State how many lines of the listing below contain the string "green", counting case as significant. Give only the number.
** START OF Provided material **
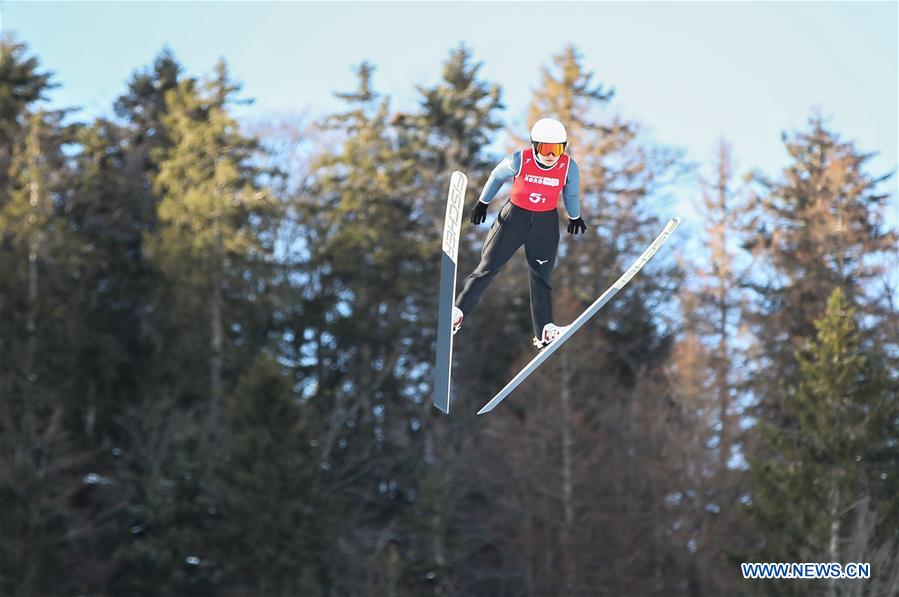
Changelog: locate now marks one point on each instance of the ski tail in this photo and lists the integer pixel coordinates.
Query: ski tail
(585, 316)
(452, 225)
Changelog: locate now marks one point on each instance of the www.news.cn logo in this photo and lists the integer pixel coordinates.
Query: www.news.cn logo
(809, 570)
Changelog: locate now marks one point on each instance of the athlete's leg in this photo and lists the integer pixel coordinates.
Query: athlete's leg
(507, 233)
(541, 248)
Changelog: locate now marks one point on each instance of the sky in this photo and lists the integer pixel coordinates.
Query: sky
(690, 72)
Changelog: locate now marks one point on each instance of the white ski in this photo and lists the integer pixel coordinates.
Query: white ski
(584, 317)
(452, 224)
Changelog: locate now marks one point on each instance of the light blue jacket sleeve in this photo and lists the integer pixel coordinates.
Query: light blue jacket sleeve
(504, 171)
(571, 192)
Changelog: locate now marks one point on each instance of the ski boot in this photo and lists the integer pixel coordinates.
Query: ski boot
(458, 316)
(551, 332)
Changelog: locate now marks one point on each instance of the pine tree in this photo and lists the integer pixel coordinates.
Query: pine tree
(818, 227)
(22, 84)
(837, 463)
(213, 224)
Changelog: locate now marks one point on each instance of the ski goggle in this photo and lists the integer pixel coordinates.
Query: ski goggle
(555, 149)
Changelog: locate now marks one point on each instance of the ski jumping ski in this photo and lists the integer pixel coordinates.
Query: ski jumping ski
(583, 317)
(452, 224)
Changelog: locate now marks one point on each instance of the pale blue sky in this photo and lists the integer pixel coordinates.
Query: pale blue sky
(691, 72)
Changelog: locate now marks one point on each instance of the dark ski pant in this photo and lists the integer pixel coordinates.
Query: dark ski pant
(538, 231)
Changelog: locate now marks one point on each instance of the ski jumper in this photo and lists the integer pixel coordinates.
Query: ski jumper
(528, 218)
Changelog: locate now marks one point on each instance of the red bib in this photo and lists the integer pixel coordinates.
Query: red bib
(535, 188)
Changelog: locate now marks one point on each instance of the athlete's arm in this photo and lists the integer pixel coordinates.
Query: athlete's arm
(504, 171)
(571, 192)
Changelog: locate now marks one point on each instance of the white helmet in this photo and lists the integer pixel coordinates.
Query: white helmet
(548, 130)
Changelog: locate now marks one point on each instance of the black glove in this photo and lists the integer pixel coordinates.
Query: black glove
(478, 212)
(576, 226)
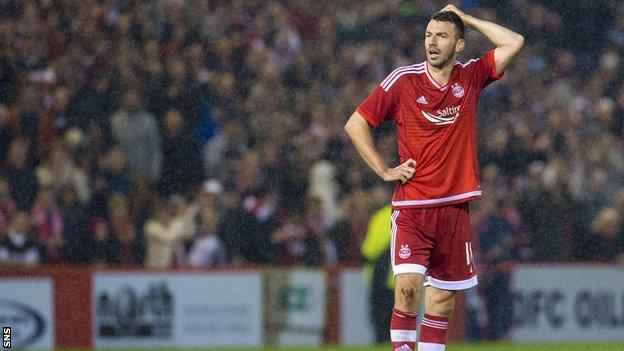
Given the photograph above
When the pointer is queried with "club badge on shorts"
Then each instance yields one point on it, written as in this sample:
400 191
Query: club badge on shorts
405 252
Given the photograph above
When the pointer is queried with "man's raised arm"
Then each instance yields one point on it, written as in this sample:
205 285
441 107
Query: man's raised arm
359 131
508 43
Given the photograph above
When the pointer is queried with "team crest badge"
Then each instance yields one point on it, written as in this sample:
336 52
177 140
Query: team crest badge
405 252
457 90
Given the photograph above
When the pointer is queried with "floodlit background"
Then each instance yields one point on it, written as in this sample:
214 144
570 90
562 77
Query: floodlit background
175 173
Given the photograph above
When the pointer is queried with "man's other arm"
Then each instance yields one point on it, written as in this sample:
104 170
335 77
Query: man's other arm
359 132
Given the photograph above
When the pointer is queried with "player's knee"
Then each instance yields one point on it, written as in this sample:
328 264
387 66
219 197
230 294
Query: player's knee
407 294
440 303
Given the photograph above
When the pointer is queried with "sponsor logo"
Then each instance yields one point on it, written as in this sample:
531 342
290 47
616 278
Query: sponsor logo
295 298
405 252
128 312
444 116
26 324
457 90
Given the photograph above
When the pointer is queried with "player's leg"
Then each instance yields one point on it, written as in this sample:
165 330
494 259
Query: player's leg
451 268
407 292
410 248
439 305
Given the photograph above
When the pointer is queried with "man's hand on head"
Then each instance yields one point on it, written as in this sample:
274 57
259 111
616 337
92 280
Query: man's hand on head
453 8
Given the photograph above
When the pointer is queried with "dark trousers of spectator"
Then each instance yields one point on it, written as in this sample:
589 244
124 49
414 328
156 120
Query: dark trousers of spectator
498 303
382 298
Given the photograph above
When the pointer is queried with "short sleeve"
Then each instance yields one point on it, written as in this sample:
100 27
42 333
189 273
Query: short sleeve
379 106
486 69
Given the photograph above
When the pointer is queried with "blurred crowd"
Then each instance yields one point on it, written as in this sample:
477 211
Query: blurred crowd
207 132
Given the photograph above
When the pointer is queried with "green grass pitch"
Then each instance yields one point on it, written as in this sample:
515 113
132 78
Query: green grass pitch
452 347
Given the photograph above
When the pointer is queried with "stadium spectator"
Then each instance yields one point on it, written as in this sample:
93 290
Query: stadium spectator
182 165
106 246
171 224
77 239
21 175
18 246
123 228
207 249
49 224
136 131
7 205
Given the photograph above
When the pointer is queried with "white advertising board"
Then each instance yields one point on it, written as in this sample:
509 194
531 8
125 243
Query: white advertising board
355 310
26 305
296 304
177 310
568 303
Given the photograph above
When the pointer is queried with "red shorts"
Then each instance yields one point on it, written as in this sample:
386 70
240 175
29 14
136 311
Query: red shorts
435 242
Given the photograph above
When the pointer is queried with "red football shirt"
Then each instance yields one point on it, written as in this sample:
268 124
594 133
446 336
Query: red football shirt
436 126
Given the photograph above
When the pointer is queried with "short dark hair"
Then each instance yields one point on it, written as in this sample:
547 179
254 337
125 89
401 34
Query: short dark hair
450 16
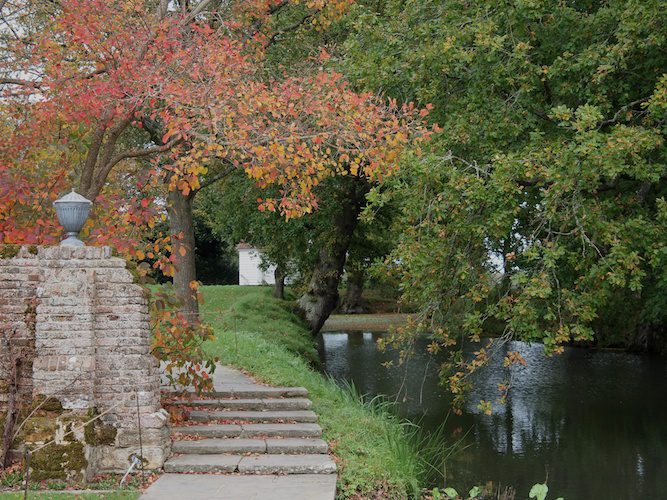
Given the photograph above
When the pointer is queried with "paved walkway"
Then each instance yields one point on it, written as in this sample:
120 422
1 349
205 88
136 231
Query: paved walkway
249 441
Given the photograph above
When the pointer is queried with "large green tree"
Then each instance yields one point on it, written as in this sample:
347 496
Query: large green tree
540 207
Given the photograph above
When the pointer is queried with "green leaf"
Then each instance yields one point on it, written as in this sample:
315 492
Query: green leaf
539 491
451 492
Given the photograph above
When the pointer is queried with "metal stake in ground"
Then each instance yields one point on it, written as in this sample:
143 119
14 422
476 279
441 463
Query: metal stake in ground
26 474
141 445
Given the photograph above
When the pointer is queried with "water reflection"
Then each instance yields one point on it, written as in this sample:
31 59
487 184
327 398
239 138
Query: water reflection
594 422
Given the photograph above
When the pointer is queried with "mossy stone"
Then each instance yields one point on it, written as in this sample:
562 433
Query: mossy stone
38 429
52 404
59 461
98 433
9 251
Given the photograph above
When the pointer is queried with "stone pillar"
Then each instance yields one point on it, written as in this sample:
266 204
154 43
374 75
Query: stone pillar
92 357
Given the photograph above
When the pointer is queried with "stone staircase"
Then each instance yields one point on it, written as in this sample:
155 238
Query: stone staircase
247 428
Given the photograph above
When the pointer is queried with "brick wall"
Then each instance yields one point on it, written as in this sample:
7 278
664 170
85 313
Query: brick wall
91 338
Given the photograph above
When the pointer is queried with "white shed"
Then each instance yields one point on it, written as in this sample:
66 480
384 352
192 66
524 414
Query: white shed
250 272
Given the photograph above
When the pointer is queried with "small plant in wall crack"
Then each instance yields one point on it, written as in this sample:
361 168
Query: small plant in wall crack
178 342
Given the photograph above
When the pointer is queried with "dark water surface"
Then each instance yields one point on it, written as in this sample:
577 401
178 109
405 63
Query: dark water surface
594 421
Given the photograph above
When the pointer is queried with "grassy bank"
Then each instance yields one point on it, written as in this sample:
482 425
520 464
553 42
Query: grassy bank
260 334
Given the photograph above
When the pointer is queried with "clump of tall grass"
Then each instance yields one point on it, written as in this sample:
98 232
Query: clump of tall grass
421 456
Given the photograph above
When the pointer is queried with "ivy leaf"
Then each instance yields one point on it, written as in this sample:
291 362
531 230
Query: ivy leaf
539 491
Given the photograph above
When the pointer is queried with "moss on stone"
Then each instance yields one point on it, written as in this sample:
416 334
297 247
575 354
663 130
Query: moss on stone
9 251
38 429
52 404
98 433
59 461
131 266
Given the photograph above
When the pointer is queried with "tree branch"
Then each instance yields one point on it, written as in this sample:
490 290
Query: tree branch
221 175
138 153
618 114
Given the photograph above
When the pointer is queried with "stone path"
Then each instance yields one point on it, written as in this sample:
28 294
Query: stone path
249 441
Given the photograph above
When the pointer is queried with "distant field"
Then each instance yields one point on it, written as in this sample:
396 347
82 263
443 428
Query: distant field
364 322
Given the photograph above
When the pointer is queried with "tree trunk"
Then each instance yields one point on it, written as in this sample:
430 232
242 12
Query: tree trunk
321 297
279 287
182 231
353 303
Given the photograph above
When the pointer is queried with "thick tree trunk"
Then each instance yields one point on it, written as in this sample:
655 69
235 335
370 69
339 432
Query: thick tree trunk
321 297
352 302
279 287
182 231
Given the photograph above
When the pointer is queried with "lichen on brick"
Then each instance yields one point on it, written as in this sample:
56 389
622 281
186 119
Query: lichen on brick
9 251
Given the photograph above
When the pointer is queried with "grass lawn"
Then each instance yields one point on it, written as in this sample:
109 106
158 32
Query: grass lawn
261 335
** END OF Provided material **
## Response
6